_WHAT THE TASK REQUIRES_.
Copy every line of the data below, adding 22 to each x and y coordinate in the answers. Leave the pictures out.

_Records of labeled points_.
(begin)

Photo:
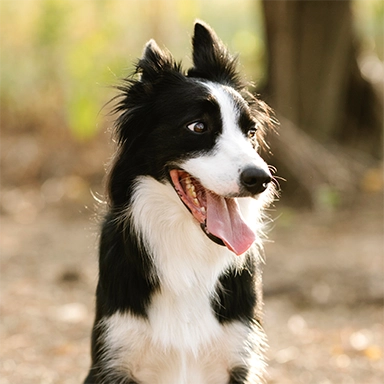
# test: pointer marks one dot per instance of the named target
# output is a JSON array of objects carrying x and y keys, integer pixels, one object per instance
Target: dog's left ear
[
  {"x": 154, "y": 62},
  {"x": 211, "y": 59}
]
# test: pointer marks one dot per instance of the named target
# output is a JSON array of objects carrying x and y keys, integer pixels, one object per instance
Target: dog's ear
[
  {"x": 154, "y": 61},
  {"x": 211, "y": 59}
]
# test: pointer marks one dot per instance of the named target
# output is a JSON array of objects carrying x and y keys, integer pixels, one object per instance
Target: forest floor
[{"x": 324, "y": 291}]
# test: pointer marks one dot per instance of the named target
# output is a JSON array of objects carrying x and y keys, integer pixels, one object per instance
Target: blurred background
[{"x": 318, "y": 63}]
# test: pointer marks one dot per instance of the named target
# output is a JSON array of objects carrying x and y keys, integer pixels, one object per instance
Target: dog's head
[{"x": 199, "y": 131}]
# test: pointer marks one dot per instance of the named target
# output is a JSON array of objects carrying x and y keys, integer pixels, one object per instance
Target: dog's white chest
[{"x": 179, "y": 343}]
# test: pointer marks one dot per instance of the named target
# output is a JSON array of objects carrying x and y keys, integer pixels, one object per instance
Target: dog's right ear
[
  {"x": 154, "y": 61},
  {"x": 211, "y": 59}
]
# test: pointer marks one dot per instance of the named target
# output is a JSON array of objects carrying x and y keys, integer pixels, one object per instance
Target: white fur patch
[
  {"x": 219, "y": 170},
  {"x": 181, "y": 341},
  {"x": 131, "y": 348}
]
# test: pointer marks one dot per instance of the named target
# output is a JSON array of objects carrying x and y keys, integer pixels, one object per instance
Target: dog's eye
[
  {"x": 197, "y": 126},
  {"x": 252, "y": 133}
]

(end)

_EXERCISE RESULT_.
Photo:
# test: pointer marks one dot per instance of the named target
# output is a JSON array of objects carrying x and y keys, integer pixels, one object per instance
Target: dog's left ear
[
  {"x": 176, "y": 84},
  {"x": 233, "y": 81}
]
# test: pointer marks one dot per instance of the named target
# output is a JSON array of objects carrying x and y keys, integer pixels, one object per instance
Target: dog's ear
[
  {"x": 176, "y": 83},
  {"x": 233, "y": 81}
]
# test: pointer marks one dot per instance of the named target
# output is a JSON array of objects carrying x and y keys, integer pixels, one object per instance
Target: forest floor
[{"x": 346, "y": 313}]
# test: pointer marks one dot per instance of the named target
# output is a JSON array of objects carrying x and y keys, integer pixels, one object per instance
Target: blurred background
[{"x": 340, "y": 85}]
# test: pointer marks one dot per instance of the named target
# output is a JSON array of objects carrying x and y keys, integer pixels, one object per instance
Target: dog's head
[{"x": 221, "y": 153}]
# test: pointer marks one dot per instance of the named target
# output is a JSON array of objects carrying x and y keys, integer pixels, one object per instance
Target: dog's white chest
[{"x": 201, "y": 365}]
# test: pointer marks one dot per instance of the named target
# output is a JSON array of objects carrying x and y keys, integer pixels, one object per instance
Target: dog's right ear
[
  {"x": 176, "y": 83},
  {"x": 233, "y": 81}
]
# test: pointer marks one dot per instance of the named target
# output is a JSON array of objects carrying x and y keys, integer pixels, one object per instance
Target: white fur patch
[
  {"x": 241, "y": 192},
  {"x": 203, "y": 363},
  {"x": 153, "y": 370}
]
# test: pointer marks one dot per instance of the named target
# output is a JSON array of objects carrying x and y keys, integer pixels, one object per instance
Target: dog's eye
[
  {"x": 219, "y": 148},
  {"x": 274, "y": 155}
]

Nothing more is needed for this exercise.